## TASK TO COMPLETE
Write the data below out again, unchanged.

___ PROVIDED DATA

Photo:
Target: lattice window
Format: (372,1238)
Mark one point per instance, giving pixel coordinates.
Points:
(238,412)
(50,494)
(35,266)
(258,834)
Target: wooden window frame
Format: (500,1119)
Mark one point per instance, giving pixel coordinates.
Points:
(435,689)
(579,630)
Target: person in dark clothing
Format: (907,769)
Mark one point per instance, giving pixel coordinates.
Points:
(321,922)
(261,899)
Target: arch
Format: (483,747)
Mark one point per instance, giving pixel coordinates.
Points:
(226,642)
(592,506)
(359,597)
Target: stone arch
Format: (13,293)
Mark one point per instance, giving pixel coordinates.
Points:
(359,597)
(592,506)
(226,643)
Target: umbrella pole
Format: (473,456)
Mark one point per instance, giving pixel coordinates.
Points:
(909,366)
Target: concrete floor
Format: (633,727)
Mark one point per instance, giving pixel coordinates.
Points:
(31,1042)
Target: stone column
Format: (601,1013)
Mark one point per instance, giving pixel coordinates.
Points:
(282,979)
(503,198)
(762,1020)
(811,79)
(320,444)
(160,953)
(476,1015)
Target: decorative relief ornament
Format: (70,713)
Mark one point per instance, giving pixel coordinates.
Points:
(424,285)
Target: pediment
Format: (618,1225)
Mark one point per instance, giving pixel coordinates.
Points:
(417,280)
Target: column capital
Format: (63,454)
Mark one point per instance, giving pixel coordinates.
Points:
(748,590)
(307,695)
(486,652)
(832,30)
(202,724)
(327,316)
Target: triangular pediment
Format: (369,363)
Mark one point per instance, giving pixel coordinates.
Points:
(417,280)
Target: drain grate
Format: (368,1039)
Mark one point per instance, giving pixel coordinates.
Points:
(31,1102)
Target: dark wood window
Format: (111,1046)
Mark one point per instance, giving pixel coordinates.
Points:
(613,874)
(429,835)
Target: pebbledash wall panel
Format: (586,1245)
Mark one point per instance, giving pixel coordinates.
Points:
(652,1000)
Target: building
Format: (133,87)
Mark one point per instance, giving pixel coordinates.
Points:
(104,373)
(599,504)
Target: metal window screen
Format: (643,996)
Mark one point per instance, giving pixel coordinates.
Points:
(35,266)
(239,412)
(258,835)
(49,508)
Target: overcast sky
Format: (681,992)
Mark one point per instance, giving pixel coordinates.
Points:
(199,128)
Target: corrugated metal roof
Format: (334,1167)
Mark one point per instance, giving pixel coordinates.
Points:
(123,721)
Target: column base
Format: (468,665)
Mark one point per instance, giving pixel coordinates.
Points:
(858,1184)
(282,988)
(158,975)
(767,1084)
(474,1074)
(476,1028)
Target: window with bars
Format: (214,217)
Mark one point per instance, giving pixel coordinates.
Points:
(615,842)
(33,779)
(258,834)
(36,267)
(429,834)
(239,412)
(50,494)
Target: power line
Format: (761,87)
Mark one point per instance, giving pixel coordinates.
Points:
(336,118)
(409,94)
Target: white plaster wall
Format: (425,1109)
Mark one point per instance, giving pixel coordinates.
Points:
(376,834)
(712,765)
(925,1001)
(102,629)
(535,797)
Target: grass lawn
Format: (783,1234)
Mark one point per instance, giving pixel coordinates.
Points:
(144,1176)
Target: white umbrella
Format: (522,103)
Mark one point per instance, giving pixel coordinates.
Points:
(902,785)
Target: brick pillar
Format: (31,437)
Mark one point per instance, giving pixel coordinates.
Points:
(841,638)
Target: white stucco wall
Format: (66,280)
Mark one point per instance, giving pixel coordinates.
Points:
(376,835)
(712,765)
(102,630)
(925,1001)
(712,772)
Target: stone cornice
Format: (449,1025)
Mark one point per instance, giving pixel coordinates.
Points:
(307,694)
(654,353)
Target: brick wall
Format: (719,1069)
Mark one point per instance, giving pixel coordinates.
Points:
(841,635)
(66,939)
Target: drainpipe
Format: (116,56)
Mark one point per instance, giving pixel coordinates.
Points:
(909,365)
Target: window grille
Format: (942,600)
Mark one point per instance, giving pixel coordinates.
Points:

______

## TASK ANSWER
Photo:
Target: lattice window
Format: (372,1238)
Mark one point per instance, giving pixel coordinates.
Points:
(238,412)
(50,494)
(35,266)
(258,834)
Target: wooden window frame
Format: (500,1119)
Mark one point per instance, giving pixel coordinates.
Points:
(435,689)
(579,630)
Target: person in dark clothing
Format: (907,769)
Mark one point per instance, giving pixel coordinates.
Points:
(321,922)
(261,899)
Target: arch
Format: (483,747)
Mark one point per instance, giving pixel coordinates.
Points:
(226,642)
(592,506)
(359,597)
Target: stone arch
Format: (13,293)
Mark one point per instance, giving pixel coordinates.
Points:
(359,597)
(592,506)
(226,643)
Target: umbrella pole
Format: (473,456)
Mark one point per instance, giving pixel coordinates.
Points:
(909,366)
Target: concrete floor
Format: (633,727)
Mark one point per instance, giving pixel coordinates.
Points:
(31,1042)
Target: stone column
Format: (601,1013)
Mark one point per instance, giving pixel coordinates.
Points:
(282,979)
(503,198)
(762,1020)
(811,79)
(320,444)
(160,953)
(476,1015)
Target: decorative relief ornament
Format: (70,713)
Mark one point per instance, giving pixel coordinates.
Points:
(424,285)
Target: pediment
Format: (618,1225)
Mark one point per instance, giving pixel coordinates.
Points:
(417,280)
Target: column capital
Format: (63,454)
Mark one point per instance, giving pixel coordinates.
Points:
(748,590)
(307,695)
(486,652)
(832,30)
(202,724)
(327,316)
Target: triangular pediment
Format: (369,363)
Mark one point per instance, giving pixel coordinates.
Points:
(417,280)
Target: drain grate
Format: (368,1039)
Mark one point per instance, giving pixel coordinates.
Points:
(31,1102)
Target: dark wood window
Format: (111,1046)
Mark one point per instance, giving pixel coordinates.
Points:
(613,874)
(429,835)
Target: pebbledash wall panel
Format: (586,1245)
Mark one point per instance, giving pixel coordinates.
Points:
(652,1000)
Target: building
Format: (133,87)
Mark one point per instance, giving pixel coordinates.
Points:
(104,373)
(599,504)
Target: metal window screen
Format: (643,996)
Mark one point per instance, giving pixel coordinates.
Points:
(35,266)
(239,412)
(258,835)
(49,508)
Target: overcast sky
Format: (681,992)
Mark one point per instance, giving pixel coordinates.
Points:
(199,128)
Target: corrugated metal roof
Format: (334,1167)
Mark one point per instance, giving pixel coordinates.
Points:
(123,721)
Target: column base
Format: (468,665)
Mark one point per instance, giving pixel coordinates.
Points:
(858,1184)
(282,988)
(158,975)
(767,1084)
(474,1074)
(476,1028)
Target: window with bars
Format: (214,217)
Mark one point per instance, giving pixel coordinates.
Points:
(615,842)
(33,779)
(258,834)
(36,267)
(429,834)
(239,412)
(50,494)
Target: power line
Format: (761,87)
Mark one point per instance, giving pixel coordinates.
Points:
(336,118)
(409,94)
Target: white plaster wall
Format: (425,1109)
Mark one point per instance, giving pixel coordinates.
Points:
(376,834)
(712,765)
(925,1001)
(102,629)
(535,797)
Target: grass lawn
Format: (783,1234)
Mark one point per instance, giving pixel coordinates.
Points:
(144,1176)
Target: white umbrella
Format: (522,103)
Mark one point per instance, giving pixel coordinates.
Points:
(902,785)
Target: brick pillar
Format: (31,437)
Mark one point per instance, giving pixel coordinates.
Points:
(841,638)
Target: white stucco wall
Format: (66,280)
Mark one point per instance, giving pixel coordinates.
Points:
(376,835)
(712,765)
(102,630)
(925,1001)
(712,772)
Target: stone cornice
Format: (449,1025)
Mark one point per instance, giving pixel coordinates.
Points:
(307,694)
(654,353)
Target: brick wall
Format: (719,1069)
Mark one point per instance, giving pixel coordinates.
Points:
(841,635)
(66,939)
Target: drainpipe
Format: (116,56)
Mark one point per instance, giving pixel coordinates.
Points:
(909,365)
Target: window grille
Format: (942,600)
Mark one point per instance, giving pixel coordinates.
Points:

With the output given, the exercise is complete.